- Problems and tasks:
1 – According to the text on sleep and negative thinking, by how much did a sleepless night raise anxiety levels in the study?
2 – Retype, without any changes, the portion of the text on sleep and negative thinking that opens with the words containing "Furthermore, the study" and closes with "stage of sleep.".

── Text section ──

Lack of sleep predisposes us to negative thinking - Part 5

Lack of sleep predisposes us to negative thinking - Part 5

Sleep eases pain and anxiety in the brain


The neuroscience of sleep helps explain how sleep helps us learn and forget. It also sheds light on sleep’s pain-relieving and anti-anxiety effects.

For example, a study published last year found that a brain area associated with pain sensitivity (called the somatosensory cortex) is hyperactive in sleep-deprived participants. The findings suggested that not getting enough sleep interferes with the brain’s pain-processing neural circuits.

Additionally, the same study found that activity in the nucleus accumbent area of the brain had dropped after a sleepless night. The nucleus acumens releases the neurotransmitter dopamine, which heightens feelings of pleasure and decreases sensations of pain.

“Sleep loss not only amplifies the pain-sensing regions in the brain but blocks the natural analgesia centers, too,” explains the senior study author Matthew Walker, a professor of neuroscience and psychology at the University of California in Berkeley.

The team also found that the brain’s insula, which evaluates pain signals and prepares the pain response, was also underactive in sleep-deprived people.

Sleeplessness interferes with this “critical neural system that assesses and categorizes the pain signals and allows the body’s natural painkillers to come to the rescue,” notes Adam Krause, the study’s lead author.

Deep sleep relieves anxiety in key brain region
As to the anxiolytic effects of sleep, functional MRI scans and polysomnograms have shown that the medial prefrontal cortex in the brain is key. This region deactivated after a sleepless night in some studies co-led by the same Prof. Walker.

Previous research suggests that the medial prefrontal cortex helps calm anxiety and reduce stress levels. In Prof. Walker’s research, other regions associated with processing emotions were hyperactive in sleep-deprived patients.

“Without sleep,” Prof. Walker explains, “it’s almost as if the brain is too heavy on the emotional accelerator pedal, without enough brake.” A sleepless night caused anxiety levels to spike by up to 30% in their study, report the scientists.

Furthermore, the study found that anxiety levels dropped after a full night of sleep and that this decrease was even sharper in participants who spent more time in the deep non-REM stage of sleep.

“Deep sleep had restored the brain’s prefrontal mechanism that regulates our emotions, lowering emotional and physiological reactivity, and preventing the escalation of anxiety.”

───
── Supplied entries ──

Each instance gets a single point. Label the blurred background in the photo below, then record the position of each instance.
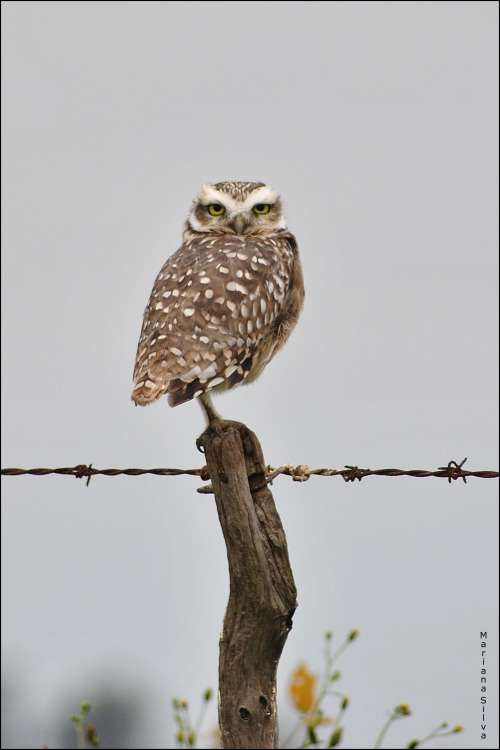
(378, 124)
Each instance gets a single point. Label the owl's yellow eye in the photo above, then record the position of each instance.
(216, 209)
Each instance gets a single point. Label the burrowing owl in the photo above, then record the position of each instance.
(225, 302)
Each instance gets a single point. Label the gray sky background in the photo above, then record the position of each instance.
(378, 123)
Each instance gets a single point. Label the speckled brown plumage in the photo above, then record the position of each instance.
(224, 303)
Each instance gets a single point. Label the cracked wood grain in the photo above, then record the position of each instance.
(262, 596)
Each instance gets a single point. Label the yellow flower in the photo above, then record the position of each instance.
(302, 688)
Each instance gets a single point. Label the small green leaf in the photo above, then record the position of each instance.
(336, 737)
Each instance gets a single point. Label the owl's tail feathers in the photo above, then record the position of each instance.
(146, 391)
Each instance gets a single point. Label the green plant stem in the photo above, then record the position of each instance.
(384, 731)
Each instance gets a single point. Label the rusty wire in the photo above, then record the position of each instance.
(300, 473)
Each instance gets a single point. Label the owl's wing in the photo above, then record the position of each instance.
(212, 306)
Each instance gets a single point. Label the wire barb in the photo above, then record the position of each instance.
(300, 473)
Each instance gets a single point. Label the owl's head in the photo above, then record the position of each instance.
(236, 208)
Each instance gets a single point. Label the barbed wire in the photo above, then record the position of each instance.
(300, 473)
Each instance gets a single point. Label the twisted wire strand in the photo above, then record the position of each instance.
(300, 473)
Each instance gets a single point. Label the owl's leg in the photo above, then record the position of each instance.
(209, 410)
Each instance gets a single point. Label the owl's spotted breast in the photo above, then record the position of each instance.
(212, 306)
(225, 302)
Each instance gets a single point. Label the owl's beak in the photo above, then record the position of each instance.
(239, 224)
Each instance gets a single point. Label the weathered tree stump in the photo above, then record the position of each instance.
(262, 596)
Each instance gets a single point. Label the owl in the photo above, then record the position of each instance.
(225, 303)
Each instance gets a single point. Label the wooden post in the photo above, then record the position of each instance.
(262, 596)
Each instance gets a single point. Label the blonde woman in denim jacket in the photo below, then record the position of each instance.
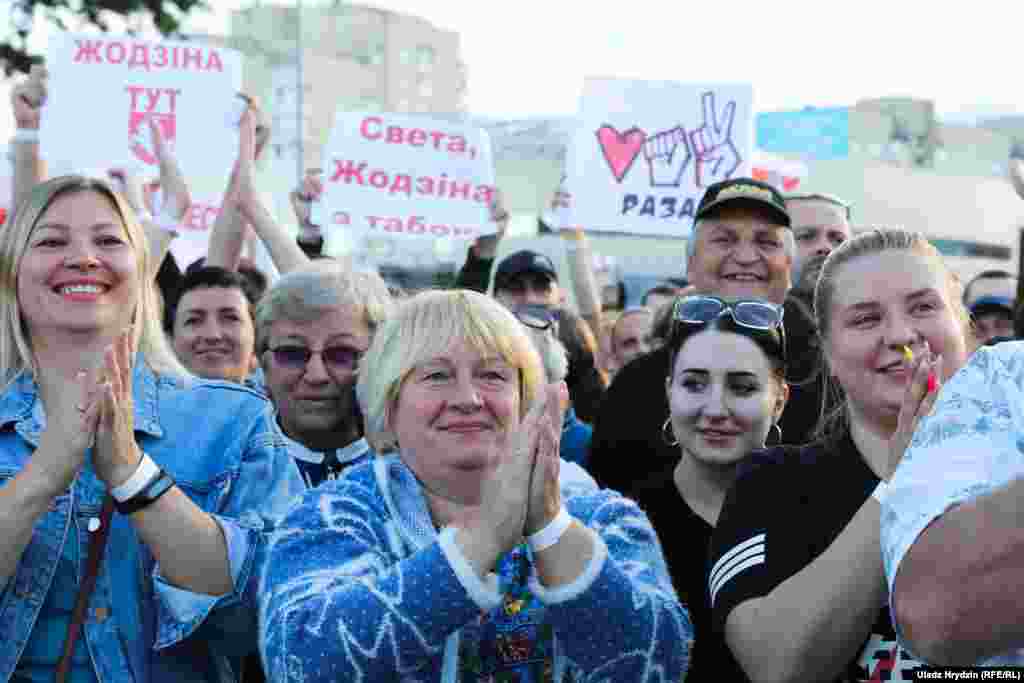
(95, 404)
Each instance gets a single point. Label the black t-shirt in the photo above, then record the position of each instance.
(685, 538)
(785, 508)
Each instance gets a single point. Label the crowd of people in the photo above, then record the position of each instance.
(800, 463)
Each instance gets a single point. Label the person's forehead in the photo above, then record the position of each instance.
(1006, 287)
(212, 298)
(341, 322)
(817, 213)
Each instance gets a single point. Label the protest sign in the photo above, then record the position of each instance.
(645, 152)
(102, 90)
(414, 179)
(810, 133)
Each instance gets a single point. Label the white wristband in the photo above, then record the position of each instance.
(146, 470)
(880, 491)
(26, 135)
(551, 534)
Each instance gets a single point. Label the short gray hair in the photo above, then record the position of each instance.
(553, 353)
(788, 242)
(306, 294)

───

- Answers for this exercise:
1 – By up to 30%.

2 –
Furthermore, the study found that anxiety levels dropped after a full night of sleep and that this decrease was even sharper in participants who spent more time in the deep non-REM stage of sleep.